> [INSTRUCTION]: State how many of the lines below contain the word "wooden", with case counting, and give only that number.

————

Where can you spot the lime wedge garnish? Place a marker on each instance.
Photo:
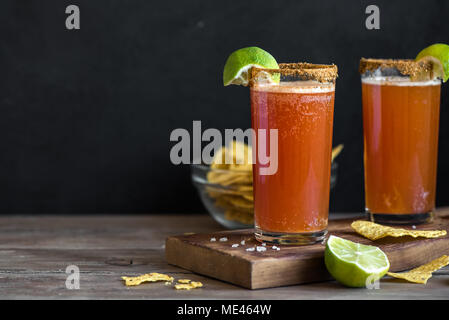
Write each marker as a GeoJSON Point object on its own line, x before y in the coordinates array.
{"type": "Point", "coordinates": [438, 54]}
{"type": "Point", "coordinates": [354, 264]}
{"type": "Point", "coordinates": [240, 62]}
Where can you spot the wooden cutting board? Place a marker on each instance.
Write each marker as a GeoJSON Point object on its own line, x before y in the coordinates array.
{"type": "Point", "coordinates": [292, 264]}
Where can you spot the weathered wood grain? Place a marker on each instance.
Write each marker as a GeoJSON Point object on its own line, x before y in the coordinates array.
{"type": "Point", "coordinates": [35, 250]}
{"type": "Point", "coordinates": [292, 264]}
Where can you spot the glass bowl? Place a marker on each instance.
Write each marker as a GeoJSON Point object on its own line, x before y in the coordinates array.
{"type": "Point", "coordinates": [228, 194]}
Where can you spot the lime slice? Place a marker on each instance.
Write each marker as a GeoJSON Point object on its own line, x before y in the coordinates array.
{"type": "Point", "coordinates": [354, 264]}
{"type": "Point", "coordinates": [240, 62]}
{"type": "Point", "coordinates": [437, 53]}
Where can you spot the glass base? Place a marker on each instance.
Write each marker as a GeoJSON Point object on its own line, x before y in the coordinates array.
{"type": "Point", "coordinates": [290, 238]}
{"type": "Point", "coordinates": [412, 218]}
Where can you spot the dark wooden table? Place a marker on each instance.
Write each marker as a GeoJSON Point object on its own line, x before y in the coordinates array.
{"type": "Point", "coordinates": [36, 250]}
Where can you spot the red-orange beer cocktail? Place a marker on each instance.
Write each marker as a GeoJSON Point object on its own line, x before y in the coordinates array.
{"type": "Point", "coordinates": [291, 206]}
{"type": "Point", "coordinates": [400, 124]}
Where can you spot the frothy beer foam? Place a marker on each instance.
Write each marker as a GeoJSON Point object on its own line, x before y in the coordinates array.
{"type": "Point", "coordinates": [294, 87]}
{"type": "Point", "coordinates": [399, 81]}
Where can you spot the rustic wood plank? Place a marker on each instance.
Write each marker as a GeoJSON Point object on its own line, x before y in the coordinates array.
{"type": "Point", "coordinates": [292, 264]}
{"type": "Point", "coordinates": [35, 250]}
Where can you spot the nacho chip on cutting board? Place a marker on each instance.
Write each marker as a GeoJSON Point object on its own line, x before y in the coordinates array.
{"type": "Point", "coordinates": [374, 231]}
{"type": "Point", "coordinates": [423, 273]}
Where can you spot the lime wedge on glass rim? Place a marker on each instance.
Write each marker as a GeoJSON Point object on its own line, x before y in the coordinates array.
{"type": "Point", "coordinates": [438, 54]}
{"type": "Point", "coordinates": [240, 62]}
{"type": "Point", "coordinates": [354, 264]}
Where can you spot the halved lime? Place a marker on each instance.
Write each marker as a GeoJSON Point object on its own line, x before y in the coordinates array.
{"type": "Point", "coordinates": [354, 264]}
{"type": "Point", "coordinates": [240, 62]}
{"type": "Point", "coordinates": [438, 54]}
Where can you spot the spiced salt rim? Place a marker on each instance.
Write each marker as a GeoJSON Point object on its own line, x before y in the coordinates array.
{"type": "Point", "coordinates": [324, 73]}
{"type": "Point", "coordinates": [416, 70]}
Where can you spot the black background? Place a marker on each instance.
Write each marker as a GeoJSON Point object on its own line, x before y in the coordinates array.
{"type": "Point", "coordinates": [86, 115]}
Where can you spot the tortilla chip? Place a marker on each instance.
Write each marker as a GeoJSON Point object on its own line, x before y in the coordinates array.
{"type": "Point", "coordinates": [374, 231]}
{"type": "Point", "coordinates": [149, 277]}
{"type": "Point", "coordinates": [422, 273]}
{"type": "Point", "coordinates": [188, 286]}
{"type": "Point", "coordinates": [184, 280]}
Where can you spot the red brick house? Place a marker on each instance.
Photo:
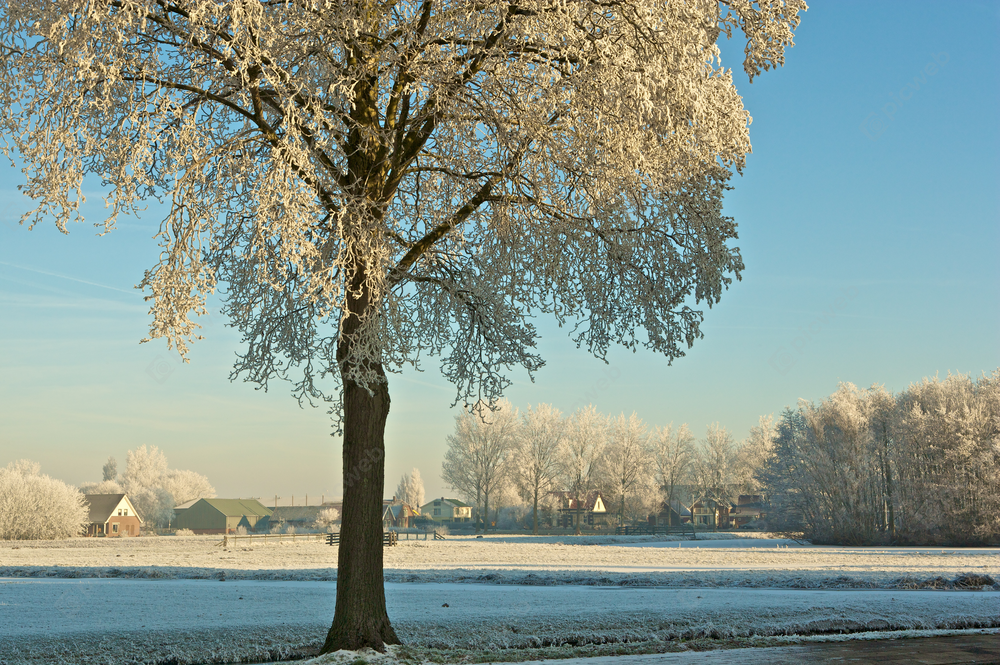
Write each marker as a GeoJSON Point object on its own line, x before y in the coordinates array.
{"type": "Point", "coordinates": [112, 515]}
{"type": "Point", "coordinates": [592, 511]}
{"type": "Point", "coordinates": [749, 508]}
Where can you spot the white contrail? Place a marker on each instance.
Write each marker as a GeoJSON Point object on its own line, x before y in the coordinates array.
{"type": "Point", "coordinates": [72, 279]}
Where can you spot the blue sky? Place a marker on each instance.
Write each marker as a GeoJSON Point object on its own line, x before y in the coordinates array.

————

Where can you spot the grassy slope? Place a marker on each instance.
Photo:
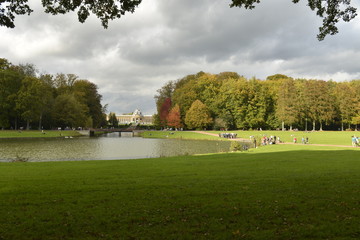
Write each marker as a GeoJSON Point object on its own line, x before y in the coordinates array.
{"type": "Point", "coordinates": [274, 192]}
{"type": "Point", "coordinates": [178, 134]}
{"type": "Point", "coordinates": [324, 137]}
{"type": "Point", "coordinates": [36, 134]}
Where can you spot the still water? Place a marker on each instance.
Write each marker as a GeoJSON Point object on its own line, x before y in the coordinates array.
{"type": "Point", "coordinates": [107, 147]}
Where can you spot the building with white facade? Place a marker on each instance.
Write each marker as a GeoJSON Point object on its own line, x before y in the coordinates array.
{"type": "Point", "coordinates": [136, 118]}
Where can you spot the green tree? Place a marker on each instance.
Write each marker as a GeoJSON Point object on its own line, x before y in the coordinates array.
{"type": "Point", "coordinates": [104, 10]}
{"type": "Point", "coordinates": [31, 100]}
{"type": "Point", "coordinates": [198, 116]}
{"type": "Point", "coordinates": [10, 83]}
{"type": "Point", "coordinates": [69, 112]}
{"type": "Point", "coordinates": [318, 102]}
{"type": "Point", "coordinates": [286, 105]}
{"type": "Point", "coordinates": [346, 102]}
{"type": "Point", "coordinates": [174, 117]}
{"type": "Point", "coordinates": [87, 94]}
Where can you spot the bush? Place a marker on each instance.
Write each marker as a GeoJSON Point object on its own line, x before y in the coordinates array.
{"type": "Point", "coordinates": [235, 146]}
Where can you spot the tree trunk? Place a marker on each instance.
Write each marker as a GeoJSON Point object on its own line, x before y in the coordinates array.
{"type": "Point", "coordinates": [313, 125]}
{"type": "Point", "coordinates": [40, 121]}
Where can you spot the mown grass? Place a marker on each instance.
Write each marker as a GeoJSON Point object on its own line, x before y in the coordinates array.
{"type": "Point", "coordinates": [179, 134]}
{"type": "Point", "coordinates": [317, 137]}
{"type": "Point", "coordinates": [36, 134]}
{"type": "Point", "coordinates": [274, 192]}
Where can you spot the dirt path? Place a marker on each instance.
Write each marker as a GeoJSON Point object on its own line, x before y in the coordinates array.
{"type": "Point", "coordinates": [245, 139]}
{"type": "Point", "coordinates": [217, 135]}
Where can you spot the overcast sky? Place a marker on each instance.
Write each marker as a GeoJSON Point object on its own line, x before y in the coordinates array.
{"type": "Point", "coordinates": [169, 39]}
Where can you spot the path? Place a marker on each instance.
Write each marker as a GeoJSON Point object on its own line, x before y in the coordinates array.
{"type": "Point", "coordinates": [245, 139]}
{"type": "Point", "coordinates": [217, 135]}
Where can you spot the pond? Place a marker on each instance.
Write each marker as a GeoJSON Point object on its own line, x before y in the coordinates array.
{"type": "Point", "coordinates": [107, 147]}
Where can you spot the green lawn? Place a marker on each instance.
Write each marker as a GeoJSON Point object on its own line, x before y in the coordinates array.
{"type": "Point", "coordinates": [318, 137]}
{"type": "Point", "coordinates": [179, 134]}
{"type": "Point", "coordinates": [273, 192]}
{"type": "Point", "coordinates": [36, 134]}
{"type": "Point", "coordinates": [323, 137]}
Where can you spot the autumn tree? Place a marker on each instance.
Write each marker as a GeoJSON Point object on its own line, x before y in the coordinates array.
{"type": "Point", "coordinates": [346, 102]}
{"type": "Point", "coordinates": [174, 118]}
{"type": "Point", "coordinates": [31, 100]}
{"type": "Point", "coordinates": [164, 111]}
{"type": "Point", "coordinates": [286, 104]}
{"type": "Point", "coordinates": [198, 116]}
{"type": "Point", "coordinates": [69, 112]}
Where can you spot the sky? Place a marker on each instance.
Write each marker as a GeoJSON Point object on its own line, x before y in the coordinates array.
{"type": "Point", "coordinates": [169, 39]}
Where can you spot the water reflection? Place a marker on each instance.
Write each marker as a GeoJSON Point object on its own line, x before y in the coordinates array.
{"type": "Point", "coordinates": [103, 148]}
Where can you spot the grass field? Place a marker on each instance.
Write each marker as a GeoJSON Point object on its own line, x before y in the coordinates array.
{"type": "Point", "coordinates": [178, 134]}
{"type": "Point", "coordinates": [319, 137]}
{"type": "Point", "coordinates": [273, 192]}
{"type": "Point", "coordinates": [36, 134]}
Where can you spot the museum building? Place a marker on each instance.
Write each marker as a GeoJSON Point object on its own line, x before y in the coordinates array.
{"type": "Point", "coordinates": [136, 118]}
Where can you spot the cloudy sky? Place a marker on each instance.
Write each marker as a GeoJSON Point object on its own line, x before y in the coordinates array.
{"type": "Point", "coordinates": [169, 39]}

————

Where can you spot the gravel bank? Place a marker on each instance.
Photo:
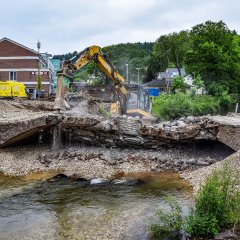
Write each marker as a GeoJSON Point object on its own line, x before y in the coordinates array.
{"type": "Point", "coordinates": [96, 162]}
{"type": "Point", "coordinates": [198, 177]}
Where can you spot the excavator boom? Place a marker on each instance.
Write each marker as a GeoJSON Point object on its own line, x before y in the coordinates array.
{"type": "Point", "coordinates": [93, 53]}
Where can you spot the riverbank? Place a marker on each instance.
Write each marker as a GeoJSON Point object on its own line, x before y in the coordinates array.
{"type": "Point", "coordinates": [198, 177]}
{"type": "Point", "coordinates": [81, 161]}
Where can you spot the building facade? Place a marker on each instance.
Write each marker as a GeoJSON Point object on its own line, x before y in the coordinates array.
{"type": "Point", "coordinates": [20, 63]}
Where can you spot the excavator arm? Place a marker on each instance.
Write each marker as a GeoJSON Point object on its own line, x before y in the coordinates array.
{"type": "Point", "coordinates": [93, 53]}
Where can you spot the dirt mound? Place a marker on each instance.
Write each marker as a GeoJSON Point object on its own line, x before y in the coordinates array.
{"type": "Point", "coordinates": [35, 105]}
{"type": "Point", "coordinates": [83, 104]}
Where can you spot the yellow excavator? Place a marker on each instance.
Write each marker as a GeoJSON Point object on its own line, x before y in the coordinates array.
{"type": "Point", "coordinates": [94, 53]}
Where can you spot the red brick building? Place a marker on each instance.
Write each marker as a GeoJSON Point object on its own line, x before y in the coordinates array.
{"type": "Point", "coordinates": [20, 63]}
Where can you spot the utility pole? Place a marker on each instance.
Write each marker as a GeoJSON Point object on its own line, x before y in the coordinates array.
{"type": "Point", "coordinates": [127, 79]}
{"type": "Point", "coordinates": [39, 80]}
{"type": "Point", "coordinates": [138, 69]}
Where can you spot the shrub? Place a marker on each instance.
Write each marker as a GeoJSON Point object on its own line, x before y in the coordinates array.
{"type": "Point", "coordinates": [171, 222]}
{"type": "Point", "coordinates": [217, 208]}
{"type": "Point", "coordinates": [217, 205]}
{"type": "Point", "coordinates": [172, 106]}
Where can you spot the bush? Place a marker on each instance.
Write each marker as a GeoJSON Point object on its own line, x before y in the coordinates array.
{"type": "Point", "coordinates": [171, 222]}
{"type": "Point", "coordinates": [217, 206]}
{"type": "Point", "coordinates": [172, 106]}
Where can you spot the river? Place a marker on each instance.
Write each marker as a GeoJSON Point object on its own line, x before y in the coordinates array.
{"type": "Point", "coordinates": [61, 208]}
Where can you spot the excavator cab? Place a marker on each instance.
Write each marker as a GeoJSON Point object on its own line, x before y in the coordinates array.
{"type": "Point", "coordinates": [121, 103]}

————

> [EXERCISE RESPONSE]: 2